• Items from a data source:
□ □ □ □ □ □ □

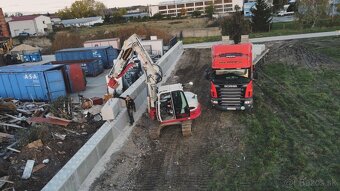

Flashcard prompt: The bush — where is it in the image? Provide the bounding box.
[51,32,84,52]
[85,25,173,46]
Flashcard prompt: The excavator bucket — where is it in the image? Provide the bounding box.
[0,99,17,113]
[107,78,119,89]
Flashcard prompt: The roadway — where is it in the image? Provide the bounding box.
[272,15,295,23]
[183,31,340,48]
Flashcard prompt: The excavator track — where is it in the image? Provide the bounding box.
[181,120,192,137]
[149,120,192,139]
[149,125,161,140]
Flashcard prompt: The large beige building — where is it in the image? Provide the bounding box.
[8,15,52,37]
[149,0,244,17]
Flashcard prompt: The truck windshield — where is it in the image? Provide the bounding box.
[212,69,251,83]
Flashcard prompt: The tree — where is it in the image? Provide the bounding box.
[251,0,272,32]
[152,13,163,20]
[95,1,106,16]
[192,10,202,18]
[111,9,126,24]
[221,5,250,44]
[57,0,107,19]
[14,12,23,16]
[206,4,214,19]
[273,0,288,12]
[297,0,329,28]
[287,2,298,12]
[103,14,112,23]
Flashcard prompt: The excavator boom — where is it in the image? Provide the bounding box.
[107,34,163,117]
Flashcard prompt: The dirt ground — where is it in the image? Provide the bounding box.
[90,48,246,190]
[90,38,340,191]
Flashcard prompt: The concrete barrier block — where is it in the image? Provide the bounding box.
[76,147,100,184]
[101,98,121,120]
[62,172,79,191]
[95,129,114,157]
[111,125,121,140]
[113,111,129,132]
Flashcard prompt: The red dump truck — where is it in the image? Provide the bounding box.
[206,43,253,111]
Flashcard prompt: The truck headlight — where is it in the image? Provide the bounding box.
[245,100,252,105]
[211,100,218,104]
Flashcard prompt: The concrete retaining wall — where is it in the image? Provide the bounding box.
[171,27,221,38]
[42,41,184,191]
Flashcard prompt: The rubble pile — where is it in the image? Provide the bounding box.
[0,96,105,190]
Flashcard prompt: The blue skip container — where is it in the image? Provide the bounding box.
[55,46,119,69]
[0,64,66,101]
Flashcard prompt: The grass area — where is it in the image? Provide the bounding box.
[250,25,340,38]
[182,36,221,44]
[209,61,340,189]
[76,17,209,36]
[302,37,340,62]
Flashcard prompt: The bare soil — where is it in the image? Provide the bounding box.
[91,38,340,191]
[91,49,246,190]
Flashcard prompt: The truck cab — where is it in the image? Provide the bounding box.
[207,43,253,111]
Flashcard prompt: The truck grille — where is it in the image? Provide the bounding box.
[218,86,244,106]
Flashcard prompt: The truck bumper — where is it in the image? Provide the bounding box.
[211,98,253,111]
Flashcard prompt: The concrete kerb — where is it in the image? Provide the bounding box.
[42,41,184,191]
[183,31,340,49]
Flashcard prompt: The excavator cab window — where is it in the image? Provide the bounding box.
[159,92,175,121]
[158,90,190,122]
[171,90,190,119]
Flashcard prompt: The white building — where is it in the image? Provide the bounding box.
[61,16,103,27]
[141,36,164,56]
[148,0,244,17]
[50,16,62,25]
[8,15,52,37]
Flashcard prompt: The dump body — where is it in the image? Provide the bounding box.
[45,61,87,93]
[50,59,103,77]
[0,64,66,101]
[55,46,119,69]
[209,43,253,110]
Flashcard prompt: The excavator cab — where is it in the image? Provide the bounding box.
[157,84,191,123]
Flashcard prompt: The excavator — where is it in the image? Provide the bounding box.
[106,34,201,137]
[0,37,14,66]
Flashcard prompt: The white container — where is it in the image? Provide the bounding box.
[84,38,121,49]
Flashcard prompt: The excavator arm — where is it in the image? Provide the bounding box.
[107,34,163,119]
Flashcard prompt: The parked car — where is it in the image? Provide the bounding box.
[18,32,30,37]
[278,11,294,17]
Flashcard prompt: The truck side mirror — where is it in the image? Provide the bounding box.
[204,68,212,80]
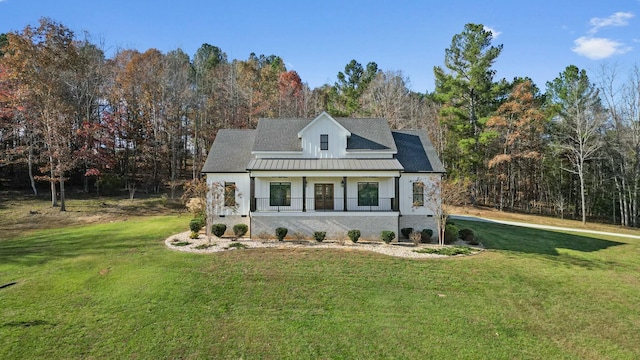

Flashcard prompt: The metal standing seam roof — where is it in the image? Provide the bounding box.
[247,158,404,171]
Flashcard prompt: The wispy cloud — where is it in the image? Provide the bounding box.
[588,11,634,34]
[572,36,632,59]
[483,26,502,39]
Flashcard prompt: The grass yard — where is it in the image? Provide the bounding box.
[1,204,639,358]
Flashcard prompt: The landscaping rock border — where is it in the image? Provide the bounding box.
[165,231,484,259]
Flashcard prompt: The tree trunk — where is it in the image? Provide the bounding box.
[579,166,587,224]
[28,144,37,196]
[51,181,58,207]
[59,177,66,212]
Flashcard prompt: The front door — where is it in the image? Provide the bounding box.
[314,184,334,210]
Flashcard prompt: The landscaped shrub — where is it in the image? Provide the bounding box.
[211,223,227,238]
[194,243,215,250]
[410,231,422,245]
[172,241,191,247]
[189,218,205,232]
[347,229,361,243]
[233,224,248,238]
[459,228,474,242]
[468,236,480,246]
[421,229,433,243]
[189,231,199,239]
[401,227,414,239]
[444,224,459,244]
[381,230,395,244]
[275,227,288,241]
[313,231,326,242]
[413,246,473,256]
[227,242,248,250]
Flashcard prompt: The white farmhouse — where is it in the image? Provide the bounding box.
[202,112,444,241]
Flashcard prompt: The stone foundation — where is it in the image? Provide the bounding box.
[398,215,437,234]
[208,215,250,237]
[250,213,399,241]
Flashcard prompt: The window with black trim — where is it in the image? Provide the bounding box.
[224,182,236,207]
[413,182,424,206]
[358,182,378,206]
[320,134,328,150]
[270,182,291,206]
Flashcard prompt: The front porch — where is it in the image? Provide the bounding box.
[249,175,400,213]
[253,197,395,212]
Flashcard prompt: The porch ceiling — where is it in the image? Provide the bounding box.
[247,158,404,171]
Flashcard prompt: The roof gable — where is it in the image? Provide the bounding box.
[297,111,350,138]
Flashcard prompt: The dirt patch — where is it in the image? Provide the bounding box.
[0,193,185,239]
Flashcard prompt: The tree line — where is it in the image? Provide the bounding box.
[0,18,638,227]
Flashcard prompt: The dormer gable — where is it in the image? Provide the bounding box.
[298,112,351,158]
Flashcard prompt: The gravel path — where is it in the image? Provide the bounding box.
[165,231,483,259]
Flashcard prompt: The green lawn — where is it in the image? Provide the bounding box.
[1,216,639,359]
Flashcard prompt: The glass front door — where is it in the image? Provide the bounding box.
[314,184,334,210]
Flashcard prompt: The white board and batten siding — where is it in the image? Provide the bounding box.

□ □ □ □ □ □ □

• WHAT THE EXERCISE ASKS:
Without the pictures, extract every entry verbatim.

• WRITTEN REPLY:
Flashcard prompt: The bush — where is it in the image? Provide the bounding box.
[51,32,84,52]
[85,25,173,46]
Flashcard prompt: The excavator bucket — where is it in the image? Provide the bounding box.
[0,99,17,113]
[107,78,119,89]
Flashcard prompt: The roadway — where is it in the image? Provide the bounding box.
[272,15,295,23]
[183,31,340,48]
Flashcard prompt: The excavator track — where is it in the image? Provide the bounding box.
[181,120,192,137]
[149,120,192,139]
[149,125,161,140]
Flashcard prompt: The large beige building — where is it in the image? Provide the bounding box.
[8,15,52,37]
[149,0,244,17]
Flashcard prompt: The truck windshield — where is it in the image? Provide the bounding box.
[212,69,251,83]
Flashcard prompt: The tree — where is it in the image? Provide the bounding box.
[251,0,272,32]
[152,13,163,20]
[95,1,106,16]
[192,10,202,18]
[111,9,126,24]
[221,5,250,44]
[57,0,107,19]
[14,12,23,16]
[206,4,214,19]
[273,0,288,12]
[297,0,329,28]
[287,2,298,12]
[103,14,112,23]
Flashcard prompt: The excavator boom — where is it in the image? Provide the bounding box.
[107,34,163,117]
Flashcard prompt: The dirt ground — where is it in the image? Provide the bounding box.
[90,48,246,190]
[90,38,340,191]
Flashcard prompt: The concrete barrier block — where is it in the image? Provide the bounding box.
[76,147,100,184]
[101,98,121,120]
[62,172,79,191]
[95,129,114,157]
[111,125,121,140]
[113,111,129,132]
Flashcard prompt: The red dump truck — where is it in the image? Provide the bounding box.
[206,43,253,111]
Flashcard prompt: The truck headlight — where is it in the image? Provide the bounding box.
[245,100,252,105]
[211,100,218,104]
Flashcard prompt: The concrete retaining wall — where is it in the image? Provide the bounding box.
[171,27,221,38]
[42,41,184,191]
Flashcard prompt: The rubble pile — where is it in the image? Provide the bounding box.
[0,96,105,190]
Flashcard prompt: The blue skip container — where is it in the image? Provide the bounding box.
[55,46,119,69]
[0,64,66,101]
Flashcard prompt: The grass area — where is it in the image? Provide the bounding box.
[250,25,340,38]
[182,36,221,44]
[209,61,340,189]
[76,17,209,36]
[302,37,340,62]
Flashcard prompt: The bare soil — where is it in the image? Provide the bounding box.
[91,38,340,191]
[91,49,246,190]
Flashcard prompt: The truck cab — where is it in the image? Provide the bounding box.
[207,43,253,111]
Flashcard prompt: The truck grille — where is it in the image? Provide the bounding box.
[218,86,244,106]
Flashcard prompt: The truck bumper — where is it in the image? Provide the bounding box.
[211,98,253,111]
Flashcard prompt: The concrete kerb — where is it in the image? Provide the bounding box.
[42,41,184,191]
[183,31,340,49]
Flashcard prompt: The excavator cab window — where is it in the image? Provide the bounding box.
[159,92,175,121]
[158,90,190,122]
[171,90,190,119]
Flashcard prompt: The white building — where is it in the image? Provide the bounding box.
[61,16,103,27]
[141,36,164,56]
[148,0,244,17]
[50,16,62,25]
[8,15,52,37]
Flashcard prompt: The dump body — where is it in the image? Provide the bounding box.
[45,61,87,93]
[50,59,103,77]
[0,64,66,101]
[55,46,119,69]
[209,43,253,110]
Flashcard prompt: The excavator cab — where is it in the image? Provide the bounding box.
[157,84,191,123]
Flashcard prompt: The excavator — where is it in the image? Provide the bounding box.
[106,34,201,137]
[0,37,14,66]
Flashcard prompt: The white container — where is it in the image? Provide the bounding box.
[84,38,121,49]
Flashcard prompt: The excavator arm — where is it in the image? Provide the bounding box.
[107,34,163,119]
Flashcard prompt: The parked car — where is it in the image? Provide the bounding box.
[18,32,30,37]
[278,11,294,17]
Flashcard prompt: The truck side mirror — where is it in the image? Provide the bounding box.
[204,68,212,80]

Flashcard prompt: The metal standing seam roof — where is it in the image? Provide the bounding box.
[247,158,404,171]
Flashcard prompt: The wispy cloud — where is it in the image? Provide the bounding box.
[588,11,634,34]
[572,36,632,59]
[483,26,502,39]
Flashcard prompt: The grass yard — where is it in the image? Provide the bounding box.
[1,204,639,358]
Flashcard prompt: The landscaping rock border — where is it in the image? Provide the bounding box.
[165,231,484,259]
Flashcard prompt: The tree trunk — where is it in the image? Provide the bounding box.
[579,166,587,224]
[28,144,37,196]
[51,181,58,207]
[59,177,66,212]
Flashcard prompt: The front door — where is it in the image? Provide the bounding box.
[314,184,334,210]
Flashcard prompt: The landscaped shrub — where is it in the image? Provide the bounding box.
[211,223,227,238]
[194,243,215,250]
[410,231,422,245]
[172,241,191,247]
[189,218,205,232]
[347,229,361,243]
[233,224,248,238]
[459,228,474,242]
[468,236,480,246]
[421,229,433,243]
[189,231,199,239]
[401,227,414,239]
[444,224,459,244]
[381,230,395,244]
[275,227,288,241]
[313,231,326,242]
[413,246,473,256]
[227,242,248,250]
Flashcard prompt: The white farmhouse — where is it in the image? Provide the bounding box.
[202,112,444,241]
Flashcard prompt: The stone foundation — where is it in the image? Provide the bounding box.
[398,215,437,234]
[208,215,250,237]
[250,213,399,241]
Flashcard prompt: The window with black trim — where is it in the image? Provide the bounding box.
[224,182,236,207]
[413,182,424,206]
[358,182,378,206]
[320,134,328,150]
[270,182,291,206]
Flashcard prompt: The front porch — where is it in the image? Provide the bounding box.
[249,175,400,213]
[253,197,395,212]
Flashcard prompt: The porch ceiling — where is it in the image? Provide the bounding box.
[247,158,404,171]
Flashcard prompt: The roof gable — where is it in the image? Provide the bounding box.
[297,111,350,138]
Flashcard prompt: The dirt patch — where is it in the image? Provide the bounding box.
[0,193,185,239]
Flashcard prompt: The tree line — where is it in the image? Provide the bounding box.
[0,18,638,227]
Flashcard prompt: The dormer gable — where is it in the image? Provide the bounding box.
[298,112,351,158]
Flashcard prompt: The gravel path — where is it in the image? Provide the bounding box.
[165,231,483,259]
Flashcard prompt: The green lawn — where is it in the image? Provide the bounding box.
[1,216,639,359]
Flashcard prompt: The glass front door — where is it in the image? Provide the bounding box.
[314,184,334,210]
Flashcard prompt: The white board and batten siding — where is it in the image? Provide the bounding box.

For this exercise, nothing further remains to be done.